### STATED PROBLEM
Quote the line containing "Provide the segmentation of every instance of the gray" and all lines that follow it in the listing below, exactly as written.

Data records:
------------------------------------------------------------
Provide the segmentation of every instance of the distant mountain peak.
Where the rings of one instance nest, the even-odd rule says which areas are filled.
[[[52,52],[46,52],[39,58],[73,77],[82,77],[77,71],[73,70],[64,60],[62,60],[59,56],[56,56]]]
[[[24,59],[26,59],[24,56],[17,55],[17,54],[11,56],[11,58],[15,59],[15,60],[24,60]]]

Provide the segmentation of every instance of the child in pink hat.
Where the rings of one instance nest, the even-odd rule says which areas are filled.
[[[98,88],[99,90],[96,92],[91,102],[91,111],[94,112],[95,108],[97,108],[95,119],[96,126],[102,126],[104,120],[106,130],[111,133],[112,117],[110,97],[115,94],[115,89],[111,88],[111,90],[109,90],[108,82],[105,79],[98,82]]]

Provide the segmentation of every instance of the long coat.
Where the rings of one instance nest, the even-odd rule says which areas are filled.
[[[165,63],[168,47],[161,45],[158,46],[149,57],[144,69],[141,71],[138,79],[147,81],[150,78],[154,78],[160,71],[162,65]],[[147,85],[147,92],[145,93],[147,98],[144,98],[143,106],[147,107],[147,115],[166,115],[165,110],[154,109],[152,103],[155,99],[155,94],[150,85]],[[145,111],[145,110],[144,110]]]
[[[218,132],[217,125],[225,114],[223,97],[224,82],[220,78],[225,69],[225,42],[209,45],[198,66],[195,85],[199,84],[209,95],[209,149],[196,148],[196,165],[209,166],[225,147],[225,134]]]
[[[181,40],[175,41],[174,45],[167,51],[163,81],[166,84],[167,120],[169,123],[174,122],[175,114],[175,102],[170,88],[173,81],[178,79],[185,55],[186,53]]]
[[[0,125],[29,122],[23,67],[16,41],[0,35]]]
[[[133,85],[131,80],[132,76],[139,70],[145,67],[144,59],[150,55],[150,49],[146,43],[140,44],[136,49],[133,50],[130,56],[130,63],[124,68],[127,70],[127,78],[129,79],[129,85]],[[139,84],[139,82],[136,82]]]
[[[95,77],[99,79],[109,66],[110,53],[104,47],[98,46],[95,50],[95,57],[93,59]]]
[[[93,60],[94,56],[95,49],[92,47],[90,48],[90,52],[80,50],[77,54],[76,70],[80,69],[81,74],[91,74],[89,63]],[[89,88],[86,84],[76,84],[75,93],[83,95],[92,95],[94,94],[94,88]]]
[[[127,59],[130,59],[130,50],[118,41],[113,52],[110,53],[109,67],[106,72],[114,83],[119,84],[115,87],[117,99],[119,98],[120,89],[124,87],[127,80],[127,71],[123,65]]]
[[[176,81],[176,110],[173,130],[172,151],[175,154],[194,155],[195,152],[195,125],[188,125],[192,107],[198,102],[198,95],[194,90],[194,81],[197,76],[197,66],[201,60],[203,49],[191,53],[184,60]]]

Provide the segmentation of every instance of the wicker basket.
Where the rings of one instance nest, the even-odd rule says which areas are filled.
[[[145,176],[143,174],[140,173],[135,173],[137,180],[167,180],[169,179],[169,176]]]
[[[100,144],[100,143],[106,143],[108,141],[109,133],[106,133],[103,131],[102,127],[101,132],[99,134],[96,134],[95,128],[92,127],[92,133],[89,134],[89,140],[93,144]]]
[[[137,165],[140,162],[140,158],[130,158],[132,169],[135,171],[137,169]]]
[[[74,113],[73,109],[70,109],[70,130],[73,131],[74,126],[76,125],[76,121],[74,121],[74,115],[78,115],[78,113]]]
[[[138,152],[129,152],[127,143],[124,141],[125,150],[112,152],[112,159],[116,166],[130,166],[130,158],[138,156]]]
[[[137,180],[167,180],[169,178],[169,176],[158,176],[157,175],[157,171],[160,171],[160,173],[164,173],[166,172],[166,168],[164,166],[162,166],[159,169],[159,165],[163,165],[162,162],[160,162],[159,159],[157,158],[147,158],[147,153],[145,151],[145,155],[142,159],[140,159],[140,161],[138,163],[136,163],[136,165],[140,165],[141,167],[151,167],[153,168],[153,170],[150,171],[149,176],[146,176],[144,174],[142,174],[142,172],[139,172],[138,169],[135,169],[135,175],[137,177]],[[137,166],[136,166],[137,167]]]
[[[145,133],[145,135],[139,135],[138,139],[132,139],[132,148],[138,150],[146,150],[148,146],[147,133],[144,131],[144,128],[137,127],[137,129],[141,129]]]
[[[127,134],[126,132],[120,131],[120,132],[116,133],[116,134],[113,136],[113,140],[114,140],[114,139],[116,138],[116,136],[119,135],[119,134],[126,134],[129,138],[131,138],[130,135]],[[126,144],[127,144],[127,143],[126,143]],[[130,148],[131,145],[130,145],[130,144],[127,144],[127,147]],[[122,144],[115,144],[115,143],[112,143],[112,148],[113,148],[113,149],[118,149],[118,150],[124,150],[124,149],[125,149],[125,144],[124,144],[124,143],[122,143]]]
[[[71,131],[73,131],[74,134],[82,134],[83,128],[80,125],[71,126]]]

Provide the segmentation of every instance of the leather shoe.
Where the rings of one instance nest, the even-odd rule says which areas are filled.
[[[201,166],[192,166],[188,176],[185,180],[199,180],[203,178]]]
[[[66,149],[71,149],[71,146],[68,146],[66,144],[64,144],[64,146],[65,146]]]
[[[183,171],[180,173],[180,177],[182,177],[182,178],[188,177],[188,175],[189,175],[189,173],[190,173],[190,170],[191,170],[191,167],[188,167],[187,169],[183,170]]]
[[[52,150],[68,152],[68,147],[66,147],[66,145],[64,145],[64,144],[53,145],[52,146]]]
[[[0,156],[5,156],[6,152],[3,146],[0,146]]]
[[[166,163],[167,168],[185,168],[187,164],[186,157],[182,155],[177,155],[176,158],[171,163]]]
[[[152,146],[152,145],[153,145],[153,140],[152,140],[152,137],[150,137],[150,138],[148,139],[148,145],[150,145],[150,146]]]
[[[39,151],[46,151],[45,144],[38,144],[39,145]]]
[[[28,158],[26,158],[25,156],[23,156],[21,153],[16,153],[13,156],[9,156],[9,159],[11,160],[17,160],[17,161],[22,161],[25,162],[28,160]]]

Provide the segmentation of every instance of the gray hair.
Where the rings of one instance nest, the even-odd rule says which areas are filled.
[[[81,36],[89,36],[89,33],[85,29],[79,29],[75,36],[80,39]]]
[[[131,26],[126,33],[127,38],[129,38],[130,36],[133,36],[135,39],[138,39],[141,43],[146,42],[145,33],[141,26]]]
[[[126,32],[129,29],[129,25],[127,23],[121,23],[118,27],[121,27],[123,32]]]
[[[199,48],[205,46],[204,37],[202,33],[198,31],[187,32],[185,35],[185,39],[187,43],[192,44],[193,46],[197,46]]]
------------------------------------------------------------
### COMPLETED TASK
Provide the segmentation of every instance of the gray hair.
Where the rings of one instance nest, the even-odd rule says which areas are filled.
[[[81,36],[89,36],[89,33],[85,29],[79,29],[75,36],[80,39]]]
[[[131,26],[126,33],[127,38],[129,38],[130,36],[133,36],[135,39],[138,39],[141,43],[146,42],[145,33],[141,26]]]
[[[126,32],[129,29],[129,25],[127,23],[121,23],[118,27],[121,27],[123,32]]]
[[[199,48],[205,46],[204,37],[202,33],[198,31],[187,32],[185,35],[185,39],[187,43],[192,44],[193,46],[197,46]]]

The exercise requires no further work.